━━━ TRECHO FORNECIDO
Ponto de vista
Stephen kanitz
Preparadas para servir
Quem quiser viver da industria e do comércio terá de se conscientizar de que as coisas mudaram. Ninguém mais opera exclusivamente nos setores do comércio e da indústria. Na realidade, esses dois setores dependem dos serviços que prestam, não dos produtos que entregam. O mundo empresarial de hoje é o mundo dos serviços.
A grande maioria das empresas ainda não percebeu esse fato ou ainda não está preparada para essa nova era.
Poucas estão autorizadas e treinadas para servir o outro, nesse caso o cliente. As companhias de sucesso serão as empresas que eu chamaria de “preparadas para servir”.
Transformar empresas para servir é um grande desafio, e, por razões históricas, administradores profissionais terão de promover uma mudança cultural de enormes proporções. Herdamos da cultura portuguesa a visão de que servir tem a ver com servidão, um fardo uma, obrigação a ser evitada. Servir ao outro era visto nessa cultura como uma penalidade, algo a ser evitado a todo custo.
Essa mentalidade tem muito a ver com os quase 400 anos de tradição escravocrata, em que se importavam escravos justamente porque servir era impensável. Tanto assim que o Brasil foi um dos últimos países a abolir a escravidão.
Por essas razões históricas, o Brasil vive a resistência a servir os outros.
━━━━━━
━━━ INFORMAÇÕES EXTRAÍDAS
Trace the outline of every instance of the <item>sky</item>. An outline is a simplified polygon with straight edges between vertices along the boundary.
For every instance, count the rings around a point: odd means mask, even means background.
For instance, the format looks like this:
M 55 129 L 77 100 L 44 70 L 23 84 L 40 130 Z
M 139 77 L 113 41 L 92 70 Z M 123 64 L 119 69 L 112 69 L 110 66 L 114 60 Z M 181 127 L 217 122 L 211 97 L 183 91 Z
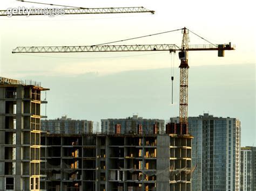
━━━━━━
PROBLEMA PROPOSTO ▸
Dê continuidade ao texto sobre a resistência a servir nas empresas brasileiras, começando logo após a última frase apresentada.

RESULTADO DA TAREFA ▸
Servir o outro está associado a servilismo, a serviçal, a subserviência, termos absolutamente negativos. Muito distante do ideal cristão de servir como finalidade maior da existência humana.
Em culturas em que não houve a escravidão, servir o outro é um prazer, é algo feito de bom grado, incentivado e remunerado. Um comportamento altruístico que gera o círculo virtuoso da reciprocidade.
Como mudar esse pensamento dominante e hegemônico no Brasil? A maioria dos brasileiros , inclusive muitos intelectuais, quer ser servida, e não servir. Quer todos os seus direitos, sem pensar nas obrigações.
Que ações uma empresa ou uma repartição pública poderá efetivar para se transformar numa organização preparada para servir os outros? Uma das saídas que recomendo é contratar funcionários que tenham sido voluntários em entidades beneficentes. Isso porque não há seminário, palestra motivacional ou treinamento que induza alguém a mudar de postura. É uma característica pessoal e cultural. Funcionários que tenham sido voluntários mostram predisposição para servir, coisa rara neste país.
Existem no Brasil mais de 2000 entidades sem fins lucrativos que precisam de trabalho esporádico e eventual. São 2000 entidades que sabem muito bem como servir o outro e mostram claramente que isso pode ser um trabalho digno e muito estimulante. Incentivar seus funcionários a ser voluntários é um primeiro passo para aperfeiçoá-los na atuação do mundo dos serviços.
Ser voluntário abre uma oportunidade para funcionários que normalmente estão bem distantes do foco da empresa, como os auditores internos, se envolverem nas questões mais humanas e sociais. O que um auditor interno tem para contar de interessante aos filhos na conversa depois do jantar? Que descobriu cinco notas fiscais frias ou mais um desfalque no almoxarifado?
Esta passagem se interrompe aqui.